Retype the following data exactly, but leave its pictures out.

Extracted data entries
════════════════

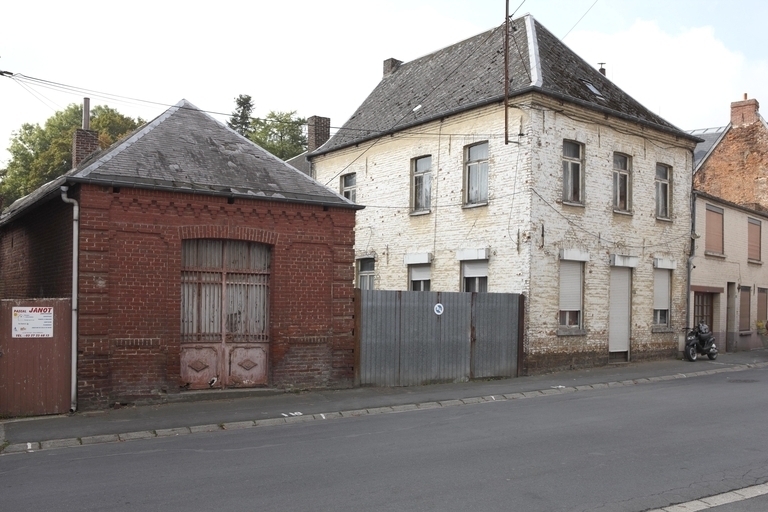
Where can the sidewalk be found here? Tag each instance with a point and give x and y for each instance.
(205, 411)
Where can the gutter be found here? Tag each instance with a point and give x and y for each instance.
(75, 277)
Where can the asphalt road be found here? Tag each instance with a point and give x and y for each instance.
(629, 448)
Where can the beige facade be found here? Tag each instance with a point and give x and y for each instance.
(729, 277)
(592, 260)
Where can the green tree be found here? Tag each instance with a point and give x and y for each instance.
(241, 117)
(41, 154)
(280, 133)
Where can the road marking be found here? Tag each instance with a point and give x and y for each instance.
(717, 500)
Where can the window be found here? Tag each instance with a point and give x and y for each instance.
(572, 175)
(621, 182)
(366, 269)
(663, 175)
(349, 186)
(661, 293)
(476, 174)
(714, 234)
(753, 239)
(475, 274)
(571, 279)
(420, 276)
(702, 308)
(421, 183)
(744, 305)
(224, 291)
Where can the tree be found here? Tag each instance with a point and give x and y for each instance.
(41, 154)
(280, 133)
(241, 117)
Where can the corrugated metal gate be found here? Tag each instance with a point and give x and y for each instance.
(413, 338)
(35, 355)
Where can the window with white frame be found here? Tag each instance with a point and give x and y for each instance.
(754, 241)
(622, 182)
(571, 287)
(349, 186)
(419, 277)
(663, 180)
(661, 296)
(573, 164)
(474, 276)
(476, 174)
(421, 183)
(366, 270)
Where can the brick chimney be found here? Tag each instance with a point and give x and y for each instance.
(318, 132)
(391, 65)
(744, 112)
(85, 141)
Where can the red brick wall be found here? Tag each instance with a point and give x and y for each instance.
(130, 258)
(737, 169)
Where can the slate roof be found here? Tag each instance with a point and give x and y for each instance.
(709, 139)
(470, 74)
(186, 150)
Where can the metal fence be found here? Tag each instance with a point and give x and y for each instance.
(412, 338)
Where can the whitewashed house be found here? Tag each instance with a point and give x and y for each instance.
(564, 189)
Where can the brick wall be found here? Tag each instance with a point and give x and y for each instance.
(130, 284)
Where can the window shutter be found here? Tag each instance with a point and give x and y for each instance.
(753, 239)
(714, 234)
(570, 285)
(661, 288)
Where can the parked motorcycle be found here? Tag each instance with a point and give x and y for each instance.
(700, 340)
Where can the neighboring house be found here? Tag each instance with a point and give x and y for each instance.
(575, 195)
(732, 162)
(729, 279)
(204, 261)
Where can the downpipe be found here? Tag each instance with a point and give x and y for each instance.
(75, 276)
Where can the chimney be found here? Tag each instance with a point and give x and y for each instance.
(391, 65)
(85, 141)
(318, 132)
(744, 112)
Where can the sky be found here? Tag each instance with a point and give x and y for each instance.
(686, 60)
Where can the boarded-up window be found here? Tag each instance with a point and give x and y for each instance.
(753, 239)
(762, 305)
(744, 306)
(571, 278)
(224, 291)
(714, 235)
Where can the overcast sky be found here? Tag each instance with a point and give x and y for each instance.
(686, 60)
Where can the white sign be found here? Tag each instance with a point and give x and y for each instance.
(32, 322)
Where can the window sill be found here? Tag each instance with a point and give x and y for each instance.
(565, 331)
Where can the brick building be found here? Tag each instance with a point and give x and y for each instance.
(202, 261)
(565, 189)
(729, 280)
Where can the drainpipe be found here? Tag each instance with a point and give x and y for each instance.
(75, 275)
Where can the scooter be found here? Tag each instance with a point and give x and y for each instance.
(700, 340)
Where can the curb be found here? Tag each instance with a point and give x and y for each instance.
(300, 418)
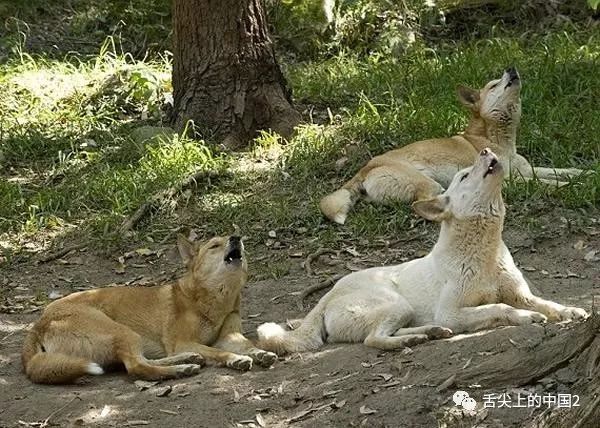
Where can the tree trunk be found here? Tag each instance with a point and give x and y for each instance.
(225, 75)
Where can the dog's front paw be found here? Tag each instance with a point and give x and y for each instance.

════════════════

▶ Expected answer
Where can the sidewalk be found here? Tag each instance with a point and give x and y for each instance.
(205, 411)
Where can the gutter be found here? Tag each instance with a point and give x and y for each instance.
(75, 277)
Where can the asphalt road be found here? Tag each instance with a point and give x and y for each instance.
(629, 448)
Where can the beige facade be found here? Tag each instance with a point and give x and y for each instance.
(729, 277)
(592, 260)
Where can the green tree be found here? Tag each instance with a point and give x and y for each instance.
(241, 117)
(41, 154)
(280, 133)
Where can the road marking be found here? Tag each instance with a point and give x and y for each instance.
(717, 500)
Where can the window be found here? Tag each instance with a point and give x and y for each instance.
(572, 175)
(621, 182)
(366, 269)
(663, 175)
(349, 186)
(661, 293)
(476, 174)
(714, 234)
(753, 239)
(475, 274)
(571, 279)
(420, 276)
(702, 308)
(421, 183)
(744, 305)
(224, 291)
Where can the tree be found here? Tag each instance with a point and give x and y for each instance.
(41, 154)
(280, 133)
(241, 117)
Where can the corrugated metal gate be found here? Tag each instance with a point and give x and y for each instance.
(413, 338)
(35, 355)
Where can the window with white frame be found here? Tag each instance with a point and give x and y for each instance.
(754, 241)
(622, 182)
(571, 287)
(349, 186)
(419, 277)
(663, 180)
(661, 296)
(573, 164)
(474, 276)
(476, 174)
(421, 183)
(366, 270)
Where can the brick chimney be found here? Tag each instance with a point and give x and y for each instance.
(318, 132)
(391, 65)
(744, 112)
(85, 141)
Where can the red brick wall be found here? Tag each instance with a point and give x and y for each instance.
(130, 258)
(737, 169)
Where can the slate roof be found here? Tag each instance with a point and give x and y for each instance.
(709, 139)
(470, 74)
(186, 150)
Where can the metal fence be found here? Tag each instance with a point and give x and y for each instance.
(412, 338)
Where can the whitewashed house be found here? Tag each instance with a point and give x and y for each instance.
(564, 189)
Where can the brick wall be found here? Tag each instance with a point and give x and y for each instance.
(130, 284)
Where can the window shutter be found here? Tag each instance with a point and give x and y for each instance.
(753, 239)
(714, 234)
(570, 285)
(661, 288)
Where can the parked motorcycle be found here? Tag each instance with a point and give x and y for each instance.
(700, 340)
Where can the neighboring house be found here? Tag each instance with a point and give x and y for each instance.
(575, 195)
(732, 162)
(729, 279)
(204, 261)
Where can the downpipe be found here? Tag each instance with a point and give x and y for each instance.
(75, 276)
Where can the chimney be found here? Tag each instance with a point and give x and y for each instance.
(391, 65)
(85, 141)
(318, 132)
(744, 112)
Where can the sky be found here? Tag each instance with a point and give x and y for each instance.
(686, 60)
Where can the boarded-up window be found here? Tag each instance with a point and give x and y for each instance.
(753, 239)
(762, 305)
(744, 306)
(571, 278)
(224, 291)
(714, 235)
Where can the overcast sky be found here? Tag each instance with a point and give x and y for each instance.
(686, 60)
Where can the white sign be found here? Tag each instance with a point and give x and y for each instance.
(32, 322)
Where can the window sill be found here? Tag each instance with a point and give x and y for each instance.
(565, 331)
Where can the brick building be found here? Tag each instance with a point and give x and y for each instance.
(202, 261)
(565, 189)
(729, 280)
Where can the drainpipe be found here? Tag each instance with a point and give x and y for each instance.
(75, 275)
Where can the scooter be found here? Tag each instance with a point and give x and y for each instance.
(700, 340)
Where can the curb be found here? Tag each instance with a point and give x and y for each instance.
(300, 418)
Where can the tree trunk be found here? Tag each instance with a point and give x and y for each instance.
(225, 75)
Where can the dog's front paw be found here? Tag each instance with a point and give x and y for each instance.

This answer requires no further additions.